## Short problem
Would you copy only the lines below, beginning with the one that contains "Mark the photograph" and running through the last entry line?

☆ ☆ ☆ ☆ ☆ ☆ ☆

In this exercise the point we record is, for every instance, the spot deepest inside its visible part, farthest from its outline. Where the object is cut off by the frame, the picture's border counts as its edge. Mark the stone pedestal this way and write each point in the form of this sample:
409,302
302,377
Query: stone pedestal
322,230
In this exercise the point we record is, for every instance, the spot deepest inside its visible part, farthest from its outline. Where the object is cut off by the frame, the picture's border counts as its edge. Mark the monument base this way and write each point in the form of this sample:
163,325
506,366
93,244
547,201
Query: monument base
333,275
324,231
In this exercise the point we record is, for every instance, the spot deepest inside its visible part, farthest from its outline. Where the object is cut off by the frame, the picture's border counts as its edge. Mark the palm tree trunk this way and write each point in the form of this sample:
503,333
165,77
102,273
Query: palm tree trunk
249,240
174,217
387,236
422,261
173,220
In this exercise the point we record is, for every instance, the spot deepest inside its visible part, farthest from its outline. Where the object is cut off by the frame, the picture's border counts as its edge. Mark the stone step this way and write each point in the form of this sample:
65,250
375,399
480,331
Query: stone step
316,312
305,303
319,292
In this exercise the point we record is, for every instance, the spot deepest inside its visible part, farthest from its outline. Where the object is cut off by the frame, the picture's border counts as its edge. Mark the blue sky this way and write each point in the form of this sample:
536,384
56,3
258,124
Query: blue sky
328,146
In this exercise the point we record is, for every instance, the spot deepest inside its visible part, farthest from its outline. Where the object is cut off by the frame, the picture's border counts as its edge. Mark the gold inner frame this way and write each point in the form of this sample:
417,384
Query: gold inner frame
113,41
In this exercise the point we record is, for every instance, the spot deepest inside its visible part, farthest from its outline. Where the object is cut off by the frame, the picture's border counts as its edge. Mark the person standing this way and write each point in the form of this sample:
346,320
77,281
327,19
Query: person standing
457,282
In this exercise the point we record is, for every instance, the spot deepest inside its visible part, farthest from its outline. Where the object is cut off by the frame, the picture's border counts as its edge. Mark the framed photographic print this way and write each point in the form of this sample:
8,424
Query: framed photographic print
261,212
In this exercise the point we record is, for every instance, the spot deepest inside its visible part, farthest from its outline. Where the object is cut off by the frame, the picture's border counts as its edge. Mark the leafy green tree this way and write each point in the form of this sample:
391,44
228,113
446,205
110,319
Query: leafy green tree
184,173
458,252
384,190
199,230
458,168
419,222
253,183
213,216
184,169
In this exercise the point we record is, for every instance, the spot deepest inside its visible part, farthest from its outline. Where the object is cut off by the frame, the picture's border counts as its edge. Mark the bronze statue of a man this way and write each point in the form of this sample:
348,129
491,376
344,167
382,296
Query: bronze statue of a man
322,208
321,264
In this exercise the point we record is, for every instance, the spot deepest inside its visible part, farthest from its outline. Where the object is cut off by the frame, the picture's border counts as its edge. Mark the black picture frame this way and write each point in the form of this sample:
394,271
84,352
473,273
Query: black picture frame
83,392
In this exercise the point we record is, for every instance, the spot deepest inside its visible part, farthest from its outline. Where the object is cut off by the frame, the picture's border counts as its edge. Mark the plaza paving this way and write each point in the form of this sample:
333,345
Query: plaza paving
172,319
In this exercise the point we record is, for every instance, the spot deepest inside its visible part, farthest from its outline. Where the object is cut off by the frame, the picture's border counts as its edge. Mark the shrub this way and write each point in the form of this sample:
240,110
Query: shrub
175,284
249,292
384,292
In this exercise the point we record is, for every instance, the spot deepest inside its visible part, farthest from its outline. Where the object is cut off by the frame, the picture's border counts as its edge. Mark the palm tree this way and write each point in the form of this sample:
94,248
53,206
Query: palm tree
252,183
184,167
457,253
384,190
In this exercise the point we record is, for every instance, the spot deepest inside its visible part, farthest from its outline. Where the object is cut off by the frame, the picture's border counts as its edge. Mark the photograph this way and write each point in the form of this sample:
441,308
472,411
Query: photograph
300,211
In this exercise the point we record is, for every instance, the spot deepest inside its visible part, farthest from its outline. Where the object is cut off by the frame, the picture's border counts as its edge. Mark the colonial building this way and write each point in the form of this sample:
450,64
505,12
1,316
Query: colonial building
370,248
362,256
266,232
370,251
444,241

☆ ☆ ☆ ☆ ☆ ☆ ☆

## Solution
In this exercise the point we record is, for every instance, the spot deepest inside its visible part, farthest from its outline. Where the object is cut off by the frame, the picture's border counts as its edge. Mark the photograph this way and write each point in the form of this sample:
441,308
472,411
Query: photograph
300,211
In this exercise the point we record is, for every instance, the spot deepest inside its visible part, farthest from its outline. Where the object is cut off by the frame, the picture's border counts as its edge. Mark the colonial building this way and write each point in the form of this sample:
450,64
505,12
1,316
Query: colonial building
370,248
362,256
266,232
370,251
444,241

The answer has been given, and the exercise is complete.